PROVIDED PASSAGE:
# # # # #

Under the policy, the City would require that a certain percentage of affordable housing units be built in new residential developments, creating mixed-income housing. 

While, in theory, this might sound like a decent policy solution to help address the housing needs of Toronto residents, a new report from the Building Industry and Land Development Association (BILD) revealed there are “deep flaws” in the City’s proposed approach to building affordable housing units.

The report summarizes three separate and independent studies examining existing inclusionary zoning programs across North America and the impacts of the City of Toronto’s current proposal.

READ: Inclusionary Zoning May Not Be As Inclusive As You Think

The report found that the City’s approach (as it’s currently being proposed) will only “achieve affordable units at the expense of the costs of market units.” Based on economic modelling, the cost added to a market unit to subsidize an affordable unit will be an additional $65,000 per unit and $116,000 per rental unit (lifetime).

# # # # #

EXCERPTED RECORDS:

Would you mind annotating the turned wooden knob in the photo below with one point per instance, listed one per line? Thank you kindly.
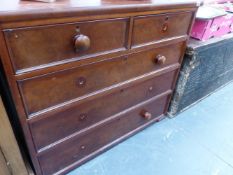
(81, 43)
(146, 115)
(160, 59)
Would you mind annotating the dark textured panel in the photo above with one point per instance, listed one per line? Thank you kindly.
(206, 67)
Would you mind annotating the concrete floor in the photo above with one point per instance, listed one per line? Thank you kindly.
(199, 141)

# # # # #

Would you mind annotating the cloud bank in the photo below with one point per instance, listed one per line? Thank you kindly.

# # # # #

WHAT THE EXERCISE ASKS:
Write the next few sentences of the passage on Toronto's proposed inclusionary zoning policy, picking up after its final sentence. The listing comes from a different source than the text above it.

OUTPUT BELOW:
In Toronto, developers have been given notice that, beginning in 2022, projects will be subject to mandatory inclusionary zoning. In “strong market areas,” a minimum of 10% of new condominium residential Gross Floor Area (GFA) must be set aside for affordable ownership or rental housing, and as much as 30% GFA as amended by the Planning and Housing Committee; in “moderate market areas,” a minimum of 5% GFA must be earmarked for affordable ownership/rental housing and as much as 20% as amended.

This comes after the City released policy proposals in September 2020 that provide its framework to guide the construction of affordable housing units by private developers, as part of their planned developments, in and around provincial major transit station areas (PMTSAs). The City is calling these policies “inclusionary zoning.”

However, BILD says because the City’s proposals lack the fundamental components of an IZ policy where offsets and incentives are included to counter potential market distortions, the City’s proposed policies are inclusionary zoning in name only, not in function.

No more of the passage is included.